Reproduce all records verbatim.

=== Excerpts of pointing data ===

-- start --

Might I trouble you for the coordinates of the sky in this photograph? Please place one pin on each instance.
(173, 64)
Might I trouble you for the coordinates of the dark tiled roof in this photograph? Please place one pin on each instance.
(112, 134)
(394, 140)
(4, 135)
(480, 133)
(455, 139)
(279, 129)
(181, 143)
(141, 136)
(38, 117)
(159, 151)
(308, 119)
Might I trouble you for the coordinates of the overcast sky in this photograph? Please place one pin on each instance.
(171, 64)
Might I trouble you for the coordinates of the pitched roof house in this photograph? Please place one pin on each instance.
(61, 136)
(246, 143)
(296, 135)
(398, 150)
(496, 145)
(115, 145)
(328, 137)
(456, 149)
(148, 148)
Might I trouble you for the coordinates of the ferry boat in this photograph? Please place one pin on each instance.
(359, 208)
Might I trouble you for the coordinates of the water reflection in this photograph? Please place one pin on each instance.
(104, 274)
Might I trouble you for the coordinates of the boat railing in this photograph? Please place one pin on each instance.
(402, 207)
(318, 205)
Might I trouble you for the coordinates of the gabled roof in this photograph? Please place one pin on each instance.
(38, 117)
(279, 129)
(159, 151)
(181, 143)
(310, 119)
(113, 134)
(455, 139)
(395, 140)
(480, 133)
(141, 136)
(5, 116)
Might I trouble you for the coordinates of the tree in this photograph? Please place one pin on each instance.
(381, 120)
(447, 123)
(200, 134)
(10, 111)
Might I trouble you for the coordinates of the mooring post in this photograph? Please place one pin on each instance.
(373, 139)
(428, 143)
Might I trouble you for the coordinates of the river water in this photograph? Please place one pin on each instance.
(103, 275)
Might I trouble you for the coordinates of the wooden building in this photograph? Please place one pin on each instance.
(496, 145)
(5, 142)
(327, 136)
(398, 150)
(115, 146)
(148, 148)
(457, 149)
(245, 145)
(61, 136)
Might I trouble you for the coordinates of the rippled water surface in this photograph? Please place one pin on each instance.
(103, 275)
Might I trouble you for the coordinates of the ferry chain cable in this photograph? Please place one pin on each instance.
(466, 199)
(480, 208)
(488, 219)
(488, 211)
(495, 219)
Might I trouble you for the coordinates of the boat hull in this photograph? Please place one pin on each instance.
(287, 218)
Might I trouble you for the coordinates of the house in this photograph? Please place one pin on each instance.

-- end --

=== FINISHED TASK ===
Might I trouble you for the coordinates of the sky in this photograph? Please place one pin on each instance.
(173, 64)
Might I trouble you for the coordinates of the dark tiled roof in this photograph? Please place one pin on each instance.
(112, 134)
(394, 140)
(4, 135)
(480, 133)
(455, 139)
(279, 129)
(181, 143)
(141, 136)
(38, 117)
(159, 151)
(308, 119)
Might I trouble you for the coordinates of the overcast sky in this photograph? Please place one pin on each instance.
(171, 64)
Might I trouble you for the coordinates of the pitched roof house in this photograph? Please place one pin on each instance.
(61, 136)
(246, 143)
(296, 135)
(398, 150)
(496, 145)
(115, 145)
(328, 137)
(456, 149)
(148, 148)
Might I trouble you for the coordinates of the ferry boat in this photograph? Please place one pin on each instance.
(359, 208)
Might I trouble you for the coordinates of the water reflection in this photograph? Please place one pin on each instance.
(104, 274)
Might I trouble you for the coordinates of the boat railing in this photograph? Please place one pin on each instance.
(402, 207)
(318, 205)
Might I trouble you for the coordinates of the gabled roof in this photograph? Please place one pin on each instance.
(38, 117)
(279, 129)
(159, 151)
(181, 143)
(310, 119)
(113, 134)
(455, 139)
(395, 140)
(480, 133)
(141, 136)
(5, 116)
Might I trouble you for the coordinates of the tree in this photograph? Please place one pin on each instance.
(381, 120)
(447, 123)
(200, 134)
(10, 111)
Might I trouble you for the coordinates of the mooring post in this photograph? Please place one pin on each instance.
(373, 139)
(428, 143)
Might I trouble you for the coordinates of the river water in this photograph? Please place one pin on each instance.
(103, 275)
Might I trouble you for the coordinates of the wooden building in this photograph? Please place one pin on each instance.
(496, 145)
(5, 142)
(327, 136)
(398, 150)
(115, 146)
(148, 148)
(457, 149)
(245, 145)
(61, 136)
Might I trouble you for the coordinates of the rippled water surface in this photograph? Please place one pin on each instance.
(103, 275)
Might I trouble you for the coordinates of the ferry chain cable in this photograph? Please place one pin on each instance.
(466, 199)
(480, 208)
(488, 219)
(488, 211)
(495, 219)
Might I trouble you for the coordinates of the boat hull in this photograph? Please place one pin on each instance.
(287, 218)
Might I trouble you for the coordinates of the house in this photograph? Please place one pin on each instance.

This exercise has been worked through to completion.